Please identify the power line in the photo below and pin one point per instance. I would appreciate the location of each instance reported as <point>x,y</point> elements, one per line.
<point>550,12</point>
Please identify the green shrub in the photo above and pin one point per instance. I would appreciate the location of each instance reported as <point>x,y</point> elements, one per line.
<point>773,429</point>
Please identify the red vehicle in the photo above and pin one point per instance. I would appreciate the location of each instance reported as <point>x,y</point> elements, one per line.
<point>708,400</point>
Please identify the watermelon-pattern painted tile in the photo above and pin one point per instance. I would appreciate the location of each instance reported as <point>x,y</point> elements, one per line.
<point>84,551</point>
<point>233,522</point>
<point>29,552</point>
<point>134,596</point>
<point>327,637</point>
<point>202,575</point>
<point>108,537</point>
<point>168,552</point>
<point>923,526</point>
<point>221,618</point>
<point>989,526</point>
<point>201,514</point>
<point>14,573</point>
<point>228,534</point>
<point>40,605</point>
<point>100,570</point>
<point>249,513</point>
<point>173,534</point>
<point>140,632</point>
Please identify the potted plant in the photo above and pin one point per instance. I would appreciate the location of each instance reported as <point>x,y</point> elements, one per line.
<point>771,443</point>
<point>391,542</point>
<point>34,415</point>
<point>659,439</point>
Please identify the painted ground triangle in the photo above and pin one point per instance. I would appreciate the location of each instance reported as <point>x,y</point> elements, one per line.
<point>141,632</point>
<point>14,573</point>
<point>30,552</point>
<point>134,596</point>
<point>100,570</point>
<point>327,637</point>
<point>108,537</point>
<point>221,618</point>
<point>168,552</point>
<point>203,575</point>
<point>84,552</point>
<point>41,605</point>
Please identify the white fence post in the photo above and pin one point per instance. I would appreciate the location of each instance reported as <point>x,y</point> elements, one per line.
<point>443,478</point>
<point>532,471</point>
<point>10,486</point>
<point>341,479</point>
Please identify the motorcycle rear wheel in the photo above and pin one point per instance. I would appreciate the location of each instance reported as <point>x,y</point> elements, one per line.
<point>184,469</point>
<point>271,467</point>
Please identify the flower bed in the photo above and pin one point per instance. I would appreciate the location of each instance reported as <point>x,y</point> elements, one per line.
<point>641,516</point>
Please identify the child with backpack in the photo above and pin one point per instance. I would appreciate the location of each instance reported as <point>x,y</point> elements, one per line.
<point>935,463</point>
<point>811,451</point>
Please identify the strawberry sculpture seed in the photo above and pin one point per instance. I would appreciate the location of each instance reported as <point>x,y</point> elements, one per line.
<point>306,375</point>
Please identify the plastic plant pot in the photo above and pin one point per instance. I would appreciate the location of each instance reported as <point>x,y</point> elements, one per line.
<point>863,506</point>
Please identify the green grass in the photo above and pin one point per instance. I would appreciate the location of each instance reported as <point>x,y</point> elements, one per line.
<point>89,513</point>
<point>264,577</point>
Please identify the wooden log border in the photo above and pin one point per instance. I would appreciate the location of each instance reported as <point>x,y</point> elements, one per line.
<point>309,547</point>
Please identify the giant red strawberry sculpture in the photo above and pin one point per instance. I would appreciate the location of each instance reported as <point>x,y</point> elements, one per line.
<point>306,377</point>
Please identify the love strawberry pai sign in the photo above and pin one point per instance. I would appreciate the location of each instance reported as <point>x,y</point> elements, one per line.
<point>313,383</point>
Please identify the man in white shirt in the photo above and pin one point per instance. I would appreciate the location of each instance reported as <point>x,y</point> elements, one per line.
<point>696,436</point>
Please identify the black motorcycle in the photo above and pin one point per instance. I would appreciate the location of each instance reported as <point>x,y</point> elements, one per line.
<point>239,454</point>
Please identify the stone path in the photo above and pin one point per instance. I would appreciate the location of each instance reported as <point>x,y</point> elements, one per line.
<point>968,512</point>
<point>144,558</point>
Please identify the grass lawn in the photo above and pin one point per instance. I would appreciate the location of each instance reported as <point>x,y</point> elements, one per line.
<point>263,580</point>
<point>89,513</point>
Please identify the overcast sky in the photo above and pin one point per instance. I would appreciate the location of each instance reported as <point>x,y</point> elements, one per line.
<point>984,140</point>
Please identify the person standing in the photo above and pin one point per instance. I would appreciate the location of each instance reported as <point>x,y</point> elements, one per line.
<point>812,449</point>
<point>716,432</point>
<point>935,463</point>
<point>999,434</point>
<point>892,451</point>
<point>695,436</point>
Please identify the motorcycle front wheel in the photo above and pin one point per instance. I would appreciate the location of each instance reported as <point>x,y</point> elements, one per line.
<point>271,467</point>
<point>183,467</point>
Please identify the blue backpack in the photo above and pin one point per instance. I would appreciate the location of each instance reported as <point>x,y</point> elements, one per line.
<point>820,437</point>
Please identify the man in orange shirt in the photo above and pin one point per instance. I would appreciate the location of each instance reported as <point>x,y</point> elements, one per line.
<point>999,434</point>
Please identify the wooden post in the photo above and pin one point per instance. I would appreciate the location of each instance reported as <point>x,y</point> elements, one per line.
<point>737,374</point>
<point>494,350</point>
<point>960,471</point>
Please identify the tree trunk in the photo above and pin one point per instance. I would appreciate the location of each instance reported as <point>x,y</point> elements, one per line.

**Exercise aim**
Return all of the material above exactly as it stands.

**Solution to the problem**
Please identify the power line in the photo below and pin one point per instance. I would appreciate the location of each instance reported as <point>x,y</point> elements, one per line.
<point>550,12</point>
Please identify the green shrub in the photo above and pin one point per instance. I would appreciate the location of each instance reported as <point>x,y</point> elements, one per line.
<point>773,429</point>
Please identify the red vehicle in the photo above and pin one point per instance. I would appreciate the location of each instance reported as <point>x,y</point> elements, one per line.
<point>708,400</point>
Please identify the watermelon-pattern painted tile in the photo above and pin one point per instance. I would appreciate the location of each instance reported as <point>x,y</point> elements, one per line.
<point>84,551</point>
<point>233,522</point>
<point>29,552</point>
<point>134,596</point>
<point>327,637</point>
<point>202,575</point>
<point>108,537</point>
<point>168,552</point>
<point>923,526</point>
<point>221,618</point>
<point>989,526</point>
<point>201,514</point>
<point>14,573</point>
<point>228,534</point>
<point>40,605</point>
<point>100,570</point>
<point>249,513</point>
<point>173,534</point>
<point>140,632</point>
Please identify the potted plant in the photo above and pin one point per instance. I would appreciate the location of each instance reported as <point>x,y</point> elements, one per line.
<point>771,443</point>
<point>391,542</point>
<point>34,415</point>
<point>659,439</point>
Please identify the painted ground triangle in the photo above and pin one point per instance. I would appreciate the location of each instance reported as <point>x,y</point> elements, one per line.
<point>141,632</point>
<point>14,573</point>
<point>30,552</point>
<point>134,596</point>
<point>100,570</point>
<point>327,637</point>
<point>108,537</point>
<point>221,618</point>
<point>168,552</point>
<point>203,575</point>
<point>84,552</point>
<point>41,605</point>
Please identify the white fence post in the photo above and pin one point per instance. I would appreciate the location of each instance reported as <point>x,y</point> elements, one per line.
<point>443,478</point>
<point>532,471</point>
<point>10,486</point>
<point>341,479</point>
Please identify the motorcycle rear wheel in the photo above and pin one point per instance. I would appreciate the location of each instance reported as <point>x,y</point> elements, one per line.
<point>184,469</point>
<point>271,467</point>
Please identify the flower bed in the photo above and pin one point per instance. I would appreciate the location of each instance reported as <point>x,y</point> elements, one per line.
<point>641,516</point>
Please identify the child with backpack in the photo above and pin one point per instance. I would appreciate the location of each instance reported as <point>x,y</point> elements, one per line.
<point>935,463</point>
<point>811,451</point>
Please identify the strawberry sculpture seed in the photo above and pin one point per instance. I would appreciate the location of each instance reported as <point>x,y</point> elements, one per line.
<point>306,375</point>
Please identify the plastic plant pot in the photo above and pin one point per instance. I would appreciate the location of each instance reported as <point>x,y</point> elements, one per line.
<point>863,506</point>
Please identify the green grass in the photo above and pin one point per instance. I would appreciate the location of each instance reported as <point>x,y</point> elements, one per line.
<point>89,513</point>
<point>264,577</point>
Please identify the wooden log border in the photo above and pin one point per instance. I would appreciate the location of each instance reported as <point>x,y</point> elements, one per line.
<point>309,547</point>
Please identify the giant red strawberry sculpture in the photo above and pin one point per instance. I would appreciate the location of each instance reported as <point>x,y</point> elements, one per line.
<point>306,377</point>
Please identify the love strawberry pai sign in the photo above and pin one point per instance. I would appreciate the location of each instance reported as <point>x,y</point> elements, one per line.
<point>313,383</point>
Please identify the man in white shirt in the photo above and pin one point per instance. I would appreciate the location of each instance reported as <point>x,y</point> elements, one per line.
<point>696,436</point>
Please identify the black motorcycle in the photo above and pin one point per instance. I would appreciate the location of each instance reported as <point>x,y</point> elements, one per line.
<point>239,454</point>
Please identify the stone path in the photo above and pin one point per instance. I would appreciate the location of each instance reported as <point>x,y</point> elements, one per line.
<point>968,512</point>
<point>144,558</point>
Please identify the grass lawn in the photo above and pin one point per instance. I would appreciate the location of each instance reported as <point>x,y</point> elements, one per line.
<point>263,580</point>
<point>89,513</point>
Please identify the overcast sky in the photo above and pin one point per instance. I would appreciate the location of each instance reported as <point>x,y</point> elements, one per line.
<point>984,140</point>
Please identify the person standing in the photo above and pin one point per instance. I would appreciate the location of each instance reported as <point>x,y</point> elements, one per line.
<point>812,449</point>
<point>716,432</point>
<point>935,463</point>
<point>999,434</point>
<point>892,451</point>
<point>695,436</point>
Please identify the motorcycle front wheel in the photo above and pin one point per instance. I would appreciate the location of each instance reported as <point>x,y</point> elements, one per line.
<point>271,467</point>
<point>183,467</point>
Please identify the blue backpack in the photo above and pin one point per instance. I would appreciate the location of each instance reported as <point>x,y</point> elements, one per line.
<point>820,437</point>
Please identify the man in orange shirt in the photo above and pin one point per instance. I would appreciate the location of each instance reported as <point>x,y</point> elements, one per line.
<point>999,434</point>
Please identify the wooden post in the photo above and pin one point per instance. I would appreciate the location of each instance reported as <point>x,y</point> elements, one per line.
<point>737,374</point>
<point>494,350</point>
<point>960,471</point>
Please identify the tree trunk in the photo above and pin one point per instance. I would appreciate the location of each instance reported as <point>x,y</point> elements, one per line.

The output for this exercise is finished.